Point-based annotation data
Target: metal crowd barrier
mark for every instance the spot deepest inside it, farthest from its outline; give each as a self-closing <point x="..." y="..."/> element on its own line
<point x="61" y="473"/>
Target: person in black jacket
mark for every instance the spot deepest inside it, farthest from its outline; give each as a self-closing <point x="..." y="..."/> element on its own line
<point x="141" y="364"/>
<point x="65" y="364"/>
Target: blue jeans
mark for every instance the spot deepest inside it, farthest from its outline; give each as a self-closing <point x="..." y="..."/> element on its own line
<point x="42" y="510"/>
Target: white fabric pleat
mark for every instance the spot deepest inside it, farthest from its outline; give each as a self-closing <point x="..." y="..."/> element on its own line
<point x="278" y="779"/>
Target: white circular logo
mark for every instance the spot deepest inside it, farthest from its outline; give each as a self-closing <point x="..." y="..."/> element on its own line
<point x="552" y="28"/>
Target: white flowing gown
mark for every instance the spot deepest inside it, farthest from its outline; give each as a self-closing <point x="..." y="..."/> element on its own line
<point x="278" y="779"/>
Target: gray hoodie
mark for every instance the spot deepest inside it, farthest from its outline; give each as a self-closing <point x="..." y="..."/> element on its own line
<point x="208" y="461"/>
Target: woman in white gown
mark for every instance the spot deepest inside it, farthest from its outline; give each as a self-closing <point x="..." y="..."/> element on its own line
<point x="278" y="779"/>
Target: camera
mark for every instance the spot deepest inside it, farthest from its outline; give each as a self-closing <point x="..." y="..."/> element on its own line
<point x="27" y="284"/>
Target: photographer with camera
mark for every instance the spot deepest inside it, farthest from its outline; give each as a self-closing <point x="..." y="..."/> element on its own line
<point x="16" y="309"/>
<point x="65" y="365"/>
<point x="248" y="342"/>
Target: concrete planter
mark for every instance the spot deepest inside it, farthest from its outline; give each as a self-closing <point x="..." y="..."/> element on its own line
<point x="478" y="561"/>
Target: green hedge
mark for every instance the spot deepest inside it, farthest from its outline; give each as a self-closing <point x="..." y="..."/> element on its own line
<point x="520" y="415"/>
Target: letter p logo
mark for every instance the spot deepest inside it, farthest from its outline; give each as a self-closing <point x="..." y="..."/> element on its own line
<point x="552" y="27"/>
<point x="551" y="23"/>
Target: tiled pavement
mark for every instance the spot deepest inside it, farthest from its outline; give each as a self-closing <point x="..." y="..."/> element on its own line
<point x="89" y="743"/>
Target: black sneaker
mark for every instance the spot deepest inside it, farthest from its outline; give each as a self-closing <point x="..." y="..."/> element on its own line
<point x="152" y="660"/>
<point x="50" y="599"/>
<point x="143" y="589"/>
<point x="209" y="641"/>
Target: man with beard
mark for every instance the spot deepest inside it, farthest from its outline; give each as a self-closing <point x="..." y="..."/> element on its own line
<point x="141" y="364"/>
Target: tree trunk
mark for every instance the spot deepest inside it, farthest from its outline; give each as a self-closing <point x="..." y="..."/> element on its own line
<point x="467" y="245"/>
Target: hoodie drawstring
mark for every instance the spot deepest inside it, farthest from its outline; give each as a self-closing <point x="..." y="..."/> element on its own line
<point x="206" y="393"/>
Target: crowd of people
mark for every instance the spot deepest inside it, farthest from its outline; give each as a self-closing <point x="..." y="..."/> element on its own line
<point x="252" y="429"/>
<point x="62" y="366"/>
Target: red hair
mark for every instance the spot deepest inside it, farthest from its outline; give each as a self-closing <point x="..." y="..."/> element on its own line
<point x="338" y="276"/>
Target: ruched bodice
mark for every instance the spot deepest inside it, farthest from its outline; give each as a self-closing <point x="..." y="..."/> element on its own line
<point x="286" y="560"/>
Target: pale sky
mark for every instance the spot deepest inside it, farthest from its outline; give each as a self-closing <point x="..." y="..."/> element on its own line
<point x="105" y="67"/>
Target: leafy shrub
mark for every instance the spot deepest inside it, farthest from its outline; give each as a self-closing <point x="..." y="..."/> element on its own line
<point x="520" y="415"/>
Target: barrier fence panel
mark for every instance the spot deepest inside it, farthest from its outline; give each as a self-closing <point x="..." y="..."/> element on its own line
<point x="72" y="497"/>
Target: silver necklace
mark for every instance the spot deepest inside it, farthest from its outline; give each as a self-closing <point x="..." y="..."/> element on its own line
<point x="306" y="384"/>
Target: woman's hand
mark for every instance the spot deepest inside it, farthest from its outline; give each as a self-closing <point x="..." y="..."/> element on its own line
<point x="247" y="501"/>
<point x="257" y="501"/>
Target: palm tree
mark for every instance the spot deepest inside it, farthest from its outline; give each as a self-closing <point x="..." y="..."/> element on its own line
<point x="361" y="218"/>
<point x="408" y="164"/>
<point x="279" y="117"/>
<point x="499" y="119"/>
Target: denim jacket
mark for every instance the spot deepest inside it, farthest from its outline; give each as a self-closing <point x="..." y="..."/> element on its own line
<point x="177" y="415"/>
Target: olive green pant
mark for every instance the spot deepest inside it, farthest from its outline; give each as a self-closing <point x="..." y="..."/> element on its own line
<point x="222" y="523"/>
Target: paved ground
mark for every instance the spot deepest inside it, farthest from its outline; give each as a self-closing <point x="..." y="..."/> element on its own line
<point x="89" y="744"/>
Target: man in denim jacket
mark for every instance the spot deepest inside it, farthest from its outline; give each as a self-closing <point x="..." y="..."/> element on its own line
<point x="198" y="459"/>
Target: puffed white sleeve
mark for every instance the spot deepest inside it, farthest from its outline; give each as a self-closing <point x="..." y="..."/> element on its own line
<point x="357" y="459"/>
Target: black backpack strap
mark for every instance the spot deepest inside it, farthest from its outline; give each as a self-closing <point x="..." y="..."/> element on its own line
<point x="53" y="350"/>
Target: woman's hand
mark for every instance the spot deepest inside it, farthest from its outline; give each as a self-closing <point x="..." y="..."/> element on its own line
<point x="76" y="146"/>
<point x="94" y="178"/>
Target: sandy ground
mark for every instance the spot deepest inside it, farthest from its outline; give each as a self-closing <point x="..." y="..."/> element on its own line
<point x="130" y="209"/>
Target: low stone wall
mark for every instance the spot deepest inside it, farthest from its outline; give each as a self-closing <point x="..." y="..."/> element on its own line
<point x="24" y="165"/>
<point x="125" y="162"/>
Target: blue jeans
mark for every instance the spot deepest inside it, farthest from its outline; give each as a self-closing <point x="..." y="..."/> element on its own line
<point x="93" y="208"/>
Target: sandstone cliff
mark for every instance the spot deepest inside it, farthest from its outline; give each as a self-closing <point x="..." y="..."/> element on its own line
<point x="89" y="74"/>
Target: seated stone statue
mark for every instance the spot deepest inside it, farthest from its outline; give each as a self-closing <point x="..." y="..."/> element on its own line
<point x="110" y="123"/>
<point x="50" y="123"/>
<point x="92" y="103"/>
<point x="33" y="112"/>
==
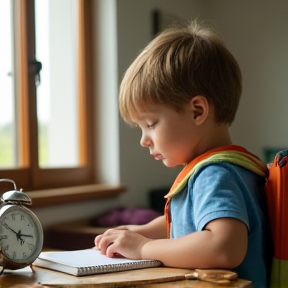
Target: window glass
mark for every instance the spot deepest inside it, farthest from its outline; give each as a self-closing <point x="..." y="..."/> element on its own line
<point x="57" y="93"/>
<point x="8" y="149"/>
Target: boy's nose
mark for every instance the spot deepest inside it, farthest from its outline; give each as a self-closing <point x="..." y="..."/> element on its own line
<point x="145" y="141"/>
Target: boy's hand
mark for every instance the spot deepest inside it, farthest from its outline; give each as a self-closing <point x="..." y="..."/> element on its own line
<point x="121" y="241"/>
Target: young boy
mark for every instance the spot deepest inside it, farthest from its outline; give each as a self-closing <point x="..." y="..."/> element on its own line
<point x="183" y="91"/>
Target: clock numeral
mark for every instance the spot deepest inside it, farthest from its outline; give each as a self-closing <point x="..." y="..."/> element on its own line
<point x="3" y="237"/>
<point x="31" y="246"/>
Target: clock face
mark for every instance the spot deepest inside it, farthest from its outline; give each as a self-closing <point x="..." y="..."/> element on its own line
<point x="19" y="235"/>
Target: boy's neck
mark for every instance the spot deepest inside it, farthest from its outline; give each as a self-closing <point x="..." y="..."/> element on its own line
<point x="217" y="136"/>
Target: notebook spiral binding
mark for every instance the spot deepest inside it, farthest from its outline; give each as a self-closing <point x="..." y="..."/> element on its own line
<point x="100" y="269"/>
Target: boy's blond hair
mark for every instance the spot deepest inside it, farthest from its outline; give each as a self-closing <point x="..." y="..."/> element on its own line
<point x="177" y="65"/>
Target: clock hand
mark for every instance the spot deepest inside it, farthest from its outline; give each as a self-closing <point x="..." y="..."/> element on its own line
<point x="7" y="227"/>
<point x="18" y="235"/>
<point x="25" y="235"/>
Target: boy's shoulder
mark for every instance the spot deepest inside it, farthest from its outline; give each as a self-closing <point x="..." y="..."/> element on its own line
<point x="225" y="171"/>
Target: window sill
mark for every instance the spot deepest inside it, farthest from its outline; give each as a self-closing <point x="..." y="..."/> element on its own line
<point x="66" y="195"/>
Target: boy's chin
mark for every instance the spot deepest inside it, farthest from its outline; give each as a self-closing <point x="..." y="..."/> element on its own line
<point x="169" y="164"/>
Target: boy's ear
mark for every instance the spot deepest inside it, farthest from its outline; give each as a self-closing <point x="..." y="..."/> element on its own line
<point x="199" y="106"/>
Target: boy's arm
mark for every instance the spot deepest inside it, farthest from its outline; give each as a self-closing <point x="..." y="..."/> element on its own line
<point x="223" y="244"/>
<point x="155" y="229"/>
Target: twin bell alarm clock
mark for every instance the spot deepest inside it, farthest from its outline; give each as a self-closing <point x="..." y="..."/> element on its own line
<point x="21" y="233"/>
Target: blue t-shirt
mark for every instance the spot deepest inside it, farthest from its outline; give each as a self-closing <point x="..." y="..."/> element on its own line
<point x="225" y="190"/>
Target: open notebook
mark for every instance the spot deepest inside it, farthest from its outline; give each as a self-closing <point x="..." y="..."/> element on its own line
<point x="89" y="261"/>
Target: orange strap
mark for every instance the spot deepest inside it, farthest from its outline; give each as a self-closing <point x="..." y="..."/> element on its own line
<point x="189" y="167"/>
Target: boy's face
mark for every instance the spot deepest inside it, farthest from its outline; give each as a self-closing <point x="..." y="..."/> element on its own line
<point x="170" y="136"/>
==
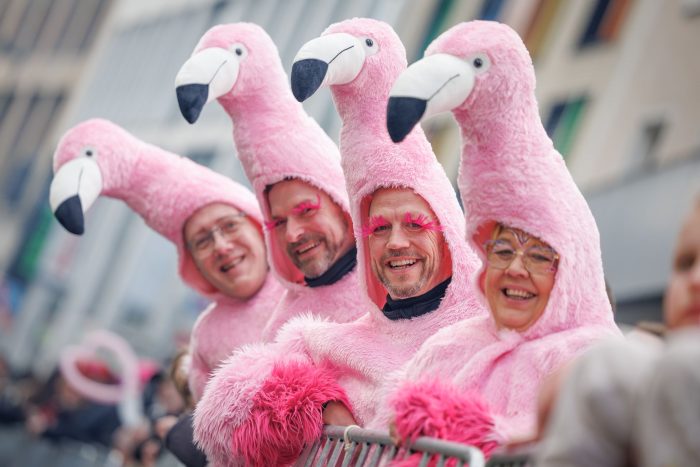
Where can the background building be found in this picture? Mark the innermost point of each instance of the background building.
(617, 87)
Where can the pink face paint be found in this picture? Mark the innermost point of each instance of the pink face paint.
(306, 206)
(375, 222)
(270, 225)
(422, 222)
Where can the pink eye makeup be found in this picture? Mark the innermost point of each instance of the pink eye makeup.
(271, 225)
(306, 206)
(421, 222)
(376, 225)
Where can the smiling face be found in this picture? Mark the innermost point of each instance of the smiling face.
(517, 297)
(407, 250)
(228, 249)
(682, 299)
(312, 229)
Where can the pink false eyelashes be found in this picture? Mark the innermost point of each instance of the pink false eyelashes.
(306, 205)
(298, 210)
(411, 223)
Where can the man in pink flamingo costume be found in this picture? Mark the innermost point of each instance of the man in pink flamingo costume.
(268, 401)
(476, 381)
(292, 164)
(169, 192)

• _WHAT TO WORK ON_
Please identify each line in the items that contains the word "strap", and copy every such line in full.

• _FULL OUTPUT_
Target: black backpack strap
Target: orange strap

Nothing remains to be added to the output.